_Text block_:

10 March, 2026
australian-refineries-seek-subsidies-amid-fuel-security-crisis

Australia’s last two oil refineries are engaged in critical negotiations with the Albanese government over increased taxpayer subsidies, deemed essential for their survival. This development comes as the ongoing conflict in the Middle East heightens concerns about the nation’s fuel security.

The discussions are taking place against the backdrop of Iran’s effective closure of the Strait of Hormuz, a crucial passage for one-fifth of the world’s oil supply. This blockade has led to rising petrol and diesel prices, underscoring Australia’s heavy dependence on imported fuels. With the current government support deal for local refiners set to expire mid-next year, the future of Viva Energy’s Geelong refinery in Victoria and Ampol’s Lytton plant in Brisbane is uncertain. These facilities are vital for thousands of jobs and Australia’s capacity to produce its own petrol, diesel, and jet fuel amid a volatile global market. Presently, the nation relies on imports for approximately 90% of its liquid fuel needs.

Negotiations and Economic Pressures

Negotiations over new government subsidies have been described as “constructive.” However, refinery owners emphasize the need for a swift resolution due to the ongoing strain on their operations from persistently volatile refining margins. Sources close to the talks indicate that refiners are seeking adjustments to their subsidies to address the significantly higher costs resulting from years of rising inflation.

Viva Energy CEO Scott Wyatt remarked on the heightened focus on liquid fuel supply and supply chain vulnerabilities due to the Middle Eastern conflict, highlighting the critical need to maintain refining capability within Australia. “Over the past 15 years, Australia has lost around 70% of its local refining capacity, making it more important than ever to protect what remains,” he stated.

Historical Context and Industry Challenges

The Geelong and Lytton refineries are the last remaining in Australia after a decade-long decline in the local industry, which has struggled to compete with cheaper imports from larger, lower-cost mega-refineries in South-East Asia. The COVID-19 pandemic further exacerbated these challenges, with travel bans drastically reducing fuel demand and leading to the closures of ExxonMobil’s Altona refinery in Melbourne and BP’s Kwinana facility in Perth.

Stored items
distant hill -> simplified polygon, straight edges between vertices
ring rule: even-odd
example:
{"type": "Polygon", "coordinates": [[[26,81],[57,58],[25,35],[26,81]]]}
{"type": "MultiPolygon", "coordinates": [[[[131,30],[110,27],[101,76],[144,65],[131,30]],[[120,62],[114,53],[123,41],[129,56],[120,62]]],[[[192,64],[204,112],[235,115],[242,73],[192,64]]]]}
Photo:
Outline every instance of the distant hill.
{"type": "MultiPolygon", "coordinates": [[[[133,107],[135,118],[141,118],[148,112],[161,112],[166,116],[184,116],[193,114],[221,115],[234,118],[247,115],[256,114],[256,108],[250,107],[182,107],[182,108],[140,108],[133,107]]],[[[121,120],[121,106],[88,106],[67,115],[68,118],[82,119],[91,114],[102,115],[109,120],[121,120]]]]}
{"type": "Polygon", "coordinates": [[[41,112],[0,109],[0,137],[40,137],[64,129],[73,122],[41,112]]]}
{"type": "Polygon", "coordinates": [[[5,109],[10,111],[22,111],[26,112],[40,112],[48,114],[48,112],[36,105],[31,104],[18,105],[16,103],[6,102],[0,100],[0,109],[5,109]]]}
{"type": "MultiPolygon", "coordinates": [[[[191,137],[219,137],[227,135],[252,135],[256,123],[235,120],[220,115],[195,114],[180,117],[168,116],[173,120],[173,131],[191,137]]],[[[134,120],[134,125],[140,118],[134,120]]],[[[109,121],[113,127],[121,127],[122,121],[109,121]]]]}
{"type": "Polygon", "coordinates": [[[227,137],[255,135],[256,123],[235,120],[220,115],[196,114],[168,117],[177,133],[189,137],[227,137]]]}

_What to do_:
1. Answer these questions from the refinery article:
(a) What share of the world's oil supply passes through the Strait of Hormuz?
(b) According to Scott Wyatt, roughly how much of its local refining capacity has Australia lost over the past 15 years?
(c) Which two refineries closed during the COVID-19 pandemic?
2. Echo the part of the refinery article between "The Geelong and" and "facility in Perth.", inclusive.
This material has no connection to the refinery article.

_Solutions for each task_:
1.
(a) One-fifth.
(b) Around 70%.
(c) ExxonMobil's Altona refinery in Melbourne and BP's Kwinana facility in Perth.

2.
The Geelong and Lytton refineries are the last remaining in Australia after a decade-long decline in the local industry, which has struggled to compete with cheaper imports from larger, lower-cost mega-refineries in South-East Asia. The COVID-19 pandemic further exacerbated these challenges, with travel bans drastically reducing fuel demand and leading to the closures of ExxonMobil’s Altona refinery in Melbourne and BP’s Kwinana facility in Perth.